◆ WRITTEN INSTRUCTION A ◆
In the jBPM5 architecture document, which specification will the default Human Task Service implementation be based on?

Version 3

    This document describes a overall architecture and key features that are considered for jBPM5.  Feedback on anything in this document (or anything that you believe should be in this document but is not) is welcome and highly appreciated.  Let us know what you care about and find most important so we can use that to assign priorities.  It will be used as the basis for creating the jBPM5 roadmap, so now is the time to give your feedback.


    jBPM5 will be based on the combined experience of jBPM and Drools Flow.  This consolidation will bring together the benefits of both solutions.


    DISCLAIMER: This document does not yet describe the jBPM5 roadmap.  Based on the feedback, features may still be added and/or removed.



    The following figure depicts the (planned) architecture of jBPM5.  Each of the components will be explained in more detail below, and key characteristics will be described. (Click on the picture for a larger image)



    Figure 1:  jBPM5 architecture




    Core process engine

    A core process (or workflow) engine capable of executing your processes.  The engine will have a strong focus on BPMN2 (as the underlying XML format for storing the process definition).  BPMN2 not only defines a standard on how to graphically represent a business process (like BPMN 1.1), but now also includes execution semantics for the elements defined, and an XML format on how to store (and share) process definitions.  This standardized format will be used as the main process language from now on.  We will attempt to provide a (semi-automatic, user-assisted) migration path from jPDL (3.x) to BPMN2.

    Provides an API for starting or signaling process instances, managing your process instances, etc.  Can be configured and integrated into different contexts.

    Key characteristics:

    • clear API

    • native BPMN2 execution

    • embeddability (from running as a simple Java POJO component inside your application to running as an independent service)

    • based on a Process Virtual Machine (PVM), allowing the definition of multiple process languages on the same process engine

    • other non-functional requirements like persistence (JPA), transactions (JTA, others), performance, etc.

    • clustering

    • event listeners, auditing, history logging

    • process instance migration allows you to upgrade already running process instances to a newer version of the process definition


    As an intermediate milestone, we will first try to support the common executable subclass of the BPMN2 specification (which is a subset of all the elements defined in the specification on executable processes, supporting only the most common node types) before supporting the entire BPMN2 specification.



    Human tasks

    Human tasks are important whenever tasks need to be executed with the interaction of human actors. This can be split into multiple parts:

    • Human Task Service: The back-end service for managing the life cycle of tasks.  The process engine itself is not tied to one specific implementation but allows implementations to be plugged in. By default, an independent implementation based on the WS-HT specification will be provided. This specification describes things like the life cycle (assign, claim, complete, release, etc.) but also includes features like group assignment, escalation, assignment rules, etc.

    • Human Task Console: A web-based application that can be used to look up task lists, fill in task forms, etc.  This console targets end users (that will be executing the tasks in the process).  Continuation of the human task management currently part of the existing BPM console.

    • Form Editor: Support for creating custom task forms (that can be shown when a task needs to be completed).  This editor targets developers and will provide basic assistance for creating (HTML-like) task forms.  While different task form solutions can be integrated, a default one based on xforms (or similar) will be provided.



    Process Repository

    A (logically) centralized process repository allows you store and manage your processes (and related artefacts).  This also includes a web-based console for managing your processes, targeted to business users.  They can inspect and possibly even dynamically update the processes and build and redeploy the updated knowledge base. Features like artefact categorization, search, collaboration and scenario testing before deployment are supported.  Also includes integration with this repository using Eclipse or file system.  Continuation of the Guvnor repository currently part of the Drools project.

◆ WRITTEN INSTRUCTION B ◆
Express the listing below as a Markdown table with the columns "Nr" and "Line," giving each line of the listing its own numbered row and omitting blank lines.

[Stored items from a collection]

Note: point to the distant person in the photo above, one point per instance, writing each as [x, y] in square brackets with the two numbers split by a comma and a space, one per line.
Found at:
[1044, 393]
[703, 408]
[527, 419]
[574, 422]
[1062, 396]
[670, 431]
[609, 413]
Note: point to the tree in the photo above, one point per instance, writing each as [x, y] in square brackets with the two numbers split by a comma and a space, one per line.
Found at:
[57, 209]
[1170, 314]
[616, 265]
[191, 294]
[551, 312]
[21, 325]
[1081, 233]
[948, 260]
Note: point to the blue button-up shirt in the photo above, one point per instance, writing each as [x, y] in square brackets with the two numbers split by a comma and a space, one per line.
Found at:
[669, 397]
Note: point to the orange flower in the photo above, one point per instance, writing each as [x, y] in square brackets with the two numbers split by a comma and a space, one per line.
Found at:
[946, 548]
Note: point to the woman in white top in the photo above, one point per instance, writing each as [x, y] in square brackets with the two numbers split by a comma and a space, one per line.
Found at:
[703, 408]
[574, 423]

◆ FINAL RESULT A ◆
The WS-HT specification.

◆ FINAL RESULT B ◆
| Nr | Line |
|---|---|
| 1 | Note: point to the distant person in the photo above, one point per instance, writing each as [x, y] in square brackets with the two numbers split by a comma and a space, one per line. |
| 2 | Found at: |
| 3 | [1044, 393] |
| 4 | [703, 408] |
| 5 | [527, 419] |
| 6 | [574, 422] |
| 7 | [1062, 396] |
| 8 | [670, 431] |
| 9 | [609, 413] |
| 10 | Note: point to the tree in the photo above, one point per instance, writing each as [x, y] in square brackets with the two numbers split by a comma and a space, one per line. |
| 11 | Found at: |
| 12 | [57, 209] |
| 13 | [1170, 314] |
| 14 | [616, 265] |
| 15 | [191, 294] |
| 16 | [551, 312] |
| 17 | [21, 325] |
| 18 | [1081, 233] |
| 19 | [948, 260] |
| 20 | Note: point to the blue button-up shirt in the photo above, one point per instance, writing each as [x, y] in square brackets with the two numbers split by a comma and a space, one per line. |
| 21 | Found at: |
| 22 | [669, 397] |
| 23 | Note: point to the orange flower in the photo above, one point per instance, writing each as [x, y] in square brackets with the two numbers split by a comma and a space, one per line. |
| 24 | Found at: |
| 25 | [946, 548] |
| 26 | Note: point to the woman in white top in the photo above, one point per instance, writing each as [x, y] in square brackets with the two numbers split by a comma and a space, one per line. |
| 27 | Found at: |
| 28 | [703, 408] |
| 29 | [574, 423] |